TEXT –
BEGIN

On this first day of the week, on the first day of the year, you have chosen to make yourself a part of that tradition, too. Maybe this is what you always do. Maybe you are turning over a new leaf in a new year. Either way, we are grounding ourselves for the week to come, giving us perspective on where who we are and whose we are. We have chosen, like Mary and Joseph, to remember that in putting God first, in our week and in our life, we are submitting ourselves to something bigger than us. For Mary & Joseph, participating in this ritual tradition was an expression of their deepest awareness of God’s presence in their lives and their commitments, both public and private, to that same God.

Like Mary & Joseph, we are a part of something bigger than ourselves, more ancient than we can imagine, participating with others who recognize the mysteries of life and the power of the Almighty. As we move forward into 2017, remember where God is and what God is doing in all of our Traditions.

END

(Records from a dataset)
BEGIN

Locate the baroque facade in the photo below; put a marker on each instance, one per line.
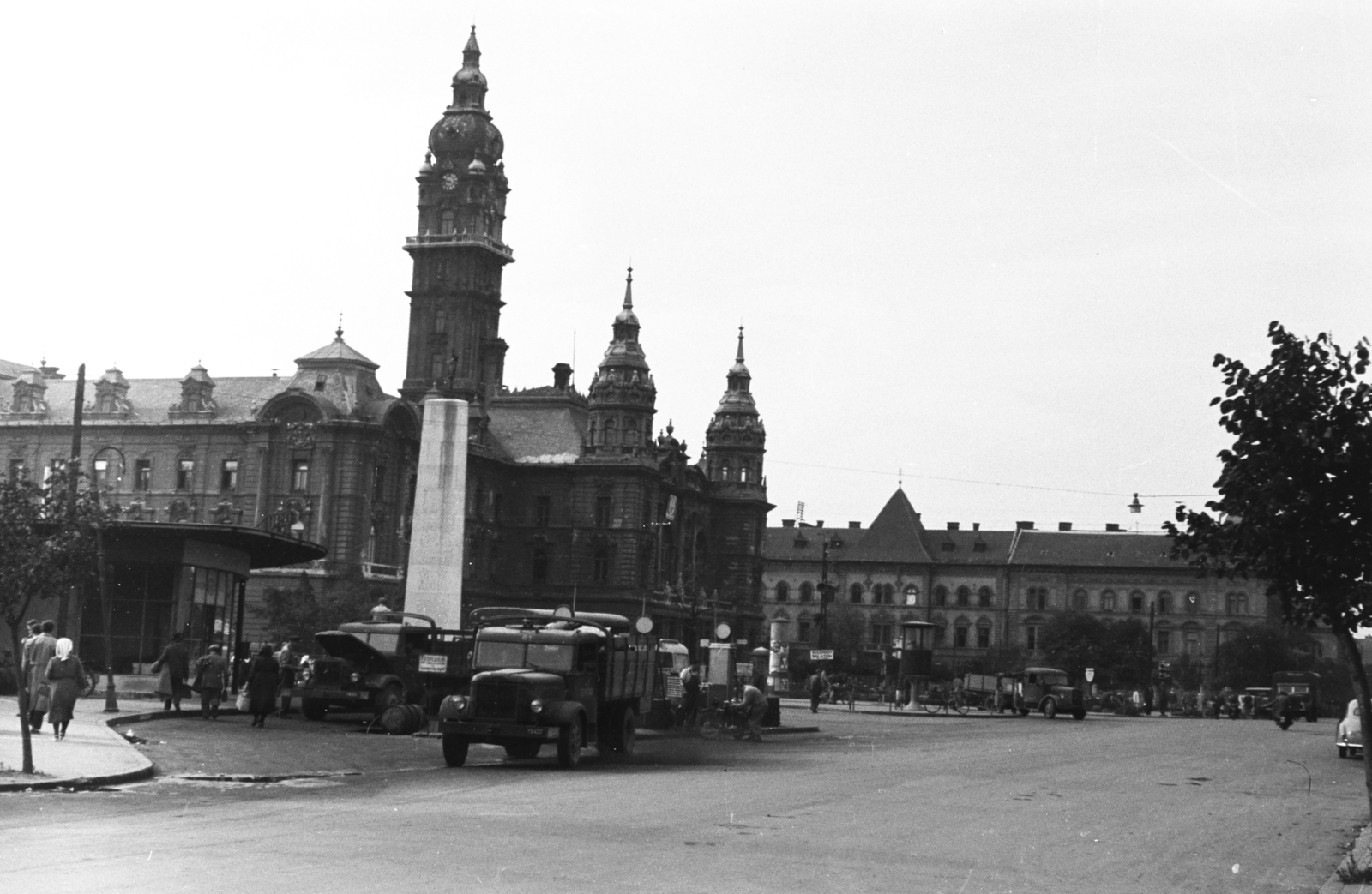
(992, 591)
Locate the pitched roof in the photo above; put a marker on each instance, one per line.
(895, 535)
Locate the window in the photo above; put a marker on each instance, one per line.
(230, 476)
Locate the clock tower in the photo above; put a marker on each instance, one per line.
(459, 249)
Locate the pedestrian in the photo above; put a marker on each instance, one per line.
(754, 705)
(264, 678)
(816, 688)
(213, 674)
(38, 653)
(288, 661)
(173, 667)
(66, 681)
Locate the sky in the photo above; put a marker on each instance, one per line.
(981, 251)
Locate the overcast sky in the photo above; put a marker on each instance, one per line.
(990, 244)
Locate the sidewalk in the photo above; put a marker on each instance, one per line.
(93, 754)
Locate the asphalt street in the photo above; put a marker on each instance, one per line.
(870, 804)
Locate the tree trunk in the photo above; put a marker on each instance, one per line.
(1360, 676)
(25, 734)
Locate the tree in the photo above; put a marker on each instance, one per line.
(47, 543)
(1294, 502)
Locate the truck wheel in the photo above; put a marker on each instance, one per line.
(569, 745)
(391, 694)
(523, 750)
(454, 749)
(626, 740)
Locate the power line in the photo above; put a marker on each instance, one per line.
(1028, 487)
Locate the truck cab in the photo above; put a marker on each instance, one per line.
(384, 660)
(1049, 692)
(544, 678)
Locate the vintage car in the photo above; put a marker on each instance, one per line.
(1349, 735)
(384, 660)
(1047, 690)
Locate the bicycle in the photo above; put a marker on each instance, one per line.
(936, 699)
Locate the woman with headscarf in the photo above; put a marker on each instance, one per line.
(264, 676)
(66, 681)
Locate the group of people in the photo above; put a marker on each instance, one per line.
(52, 678)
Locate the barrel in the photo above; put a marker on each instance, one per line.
(401, 720)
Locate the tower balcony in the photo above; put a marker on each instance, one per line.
(454, 240)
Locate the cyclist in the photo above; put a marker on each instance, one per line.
(754, 706)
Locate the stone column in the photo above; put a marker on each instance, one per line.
(434, 583)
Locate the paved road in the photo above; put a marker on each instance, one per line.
(871, 804)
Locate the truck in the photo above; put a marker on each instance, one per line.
(552, 678)
(384, 660)
(1047, 690)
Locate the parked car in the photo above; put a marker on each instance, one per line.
(1349, 736)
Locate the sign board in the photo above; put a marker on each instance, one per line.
(432, 664)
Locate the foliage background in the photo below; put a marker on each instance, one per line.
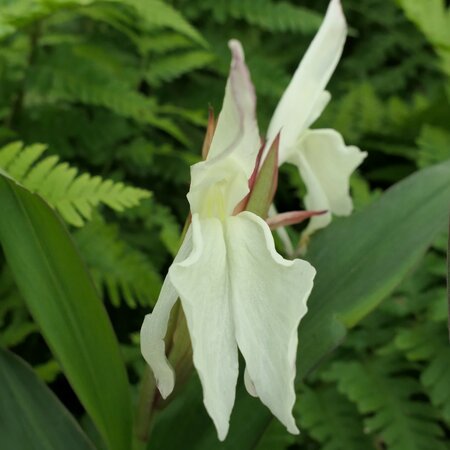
(119, 90)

END

QUESTIONS –
[1] According to the sermon, into what year are we moving forward?
[2] Extract everything in the sermon from "On this first" down to "that same God.".
The material has no connection to the sermon.

SOLUTIONS BELOW –
[1] 2017

[2]
On this first day of the week, on the first day of the year, you have chosen to make yourself a part of that tradition, too. Maybe this is what you always do. Maybe you are turning over a new leaf in a new year. Either way, we are grounding ourselves for the week to come, giving us perspective on where who we are and whose we are. We have chosen, like Mary and Joseph, to remember that in putting God first, in our week and in our life, we are submitting ourselves to something bigger than us. For Mary & Joseph, participating in this ritual tradition was an expression of their deepest awareness of God’s presence in their lives and their commitments, both public and private, to that same God.